▶ **Task brief**:
Render every line of the items below as a JSON list of strings, one string per line, with blank lines omitted. Leave the pictures out of the answer.

Begin Provided records

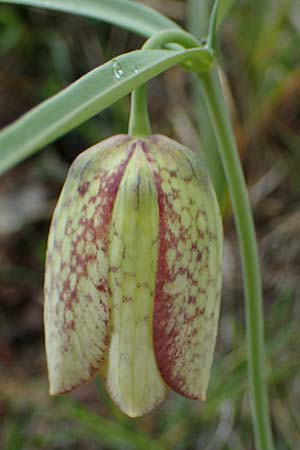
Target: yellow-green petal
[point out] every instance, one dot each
(76, 312)
(132, 376)
(188, 282)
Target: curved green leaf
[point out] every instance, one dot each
(86, 97)
(129, 14)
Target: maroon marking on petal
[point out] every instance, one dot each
(171, 323)
(83, 188)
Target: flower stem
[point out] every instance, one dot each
(249, 255)
(139, 123)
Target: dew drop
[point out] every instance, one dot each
(123, 70)
(118, 70)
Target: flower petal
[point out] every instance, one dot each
(188, 285)
(76, 289)
(132, 375)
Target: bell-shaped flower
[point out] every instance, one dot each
(133, 273)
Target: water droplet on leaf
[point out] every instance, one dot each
(123, 70)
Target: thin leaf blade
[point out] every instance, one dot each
(128, 14)
(84, 98)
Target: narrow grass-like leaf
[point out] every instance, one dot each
(129, 14)
(104, 431)
(86, 97)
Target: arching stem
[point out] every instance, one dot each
(139, 123)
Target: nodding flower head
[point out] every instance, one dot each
(133, 273)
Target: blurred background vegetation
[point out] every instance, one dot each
(40, 53)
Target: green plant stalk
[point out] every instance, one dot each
(139, 123)
(250, 261)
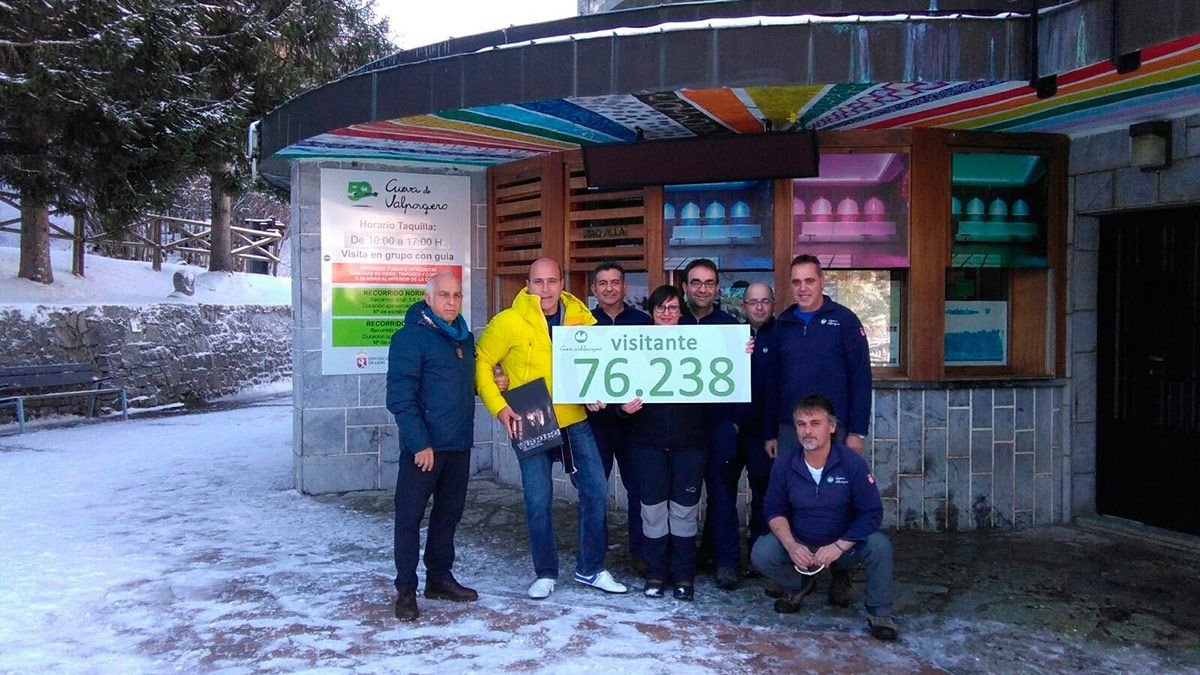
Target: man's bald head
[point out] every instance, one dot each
(546, 282)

End Provided records

▶ **Full response**:
[
  "Target: yellow-green petal",
  "[point out] every instance, one dot each",
  "(76, 312)",
  "(132, 376)",
  "(188, 282)",
  "Target: curved green leaf",
  "[point out] every instance, one dot each",
  "(86, 97)",
  "(129, 14)",
  "Target: maroon marking on petal",
  "[point out] every instance, one dot each",
  "(171, 323)",
  "(83, 188)",
  "Target: flower stem",
  "[point out] every instance, one dot each",
  "(249, 255)",
  "(139, 123)",
  "Target: dew drop",
  "[point out] every instance, one dot each",
  "(123, 70)",
  "(118, 70)",
  "Target: flower petal",
  "[point out] every instance, one dot each",
  "(188, 285)",
  "(76, 289)",
  "(132, 375)",
  "Target: bell-shaped flower",
  "[point out] every instance, one dot each",
  "(133, 273)",
  "Target: water droplet on leaf",
  "[point out] every instance, one dot each",
  "(123, 70)",
  "Target: thin leaf blade",
  "[point out] every instance, one dot each",
  "(128, 14)",
  "(84, 98)",
  "Target: narrow grass-like leaf",
  "[point out] every instance, one dot each",
  "(129, 14)",
  "(104, 431)",
  "(86, 97)",
  "Target: arching stem",
  "[point out] every instance, one dot each",
  "(139, 123)",
  "Target: nodding flower head",
  "[point out] every instance, one dot each",
  "(133, 273)",
  "Target: blurred background vegetation",
  "[point out] every instance, one dot each",
  "(40, 53)",
  "Target: green plant stalk",
  "[point out] every instance, one dot each",
  "(139, 123)",
  "(250, 261)",
  "Target: man's bald head",
  "[point out] every instance, one dot each",
  "(546, 282)"
]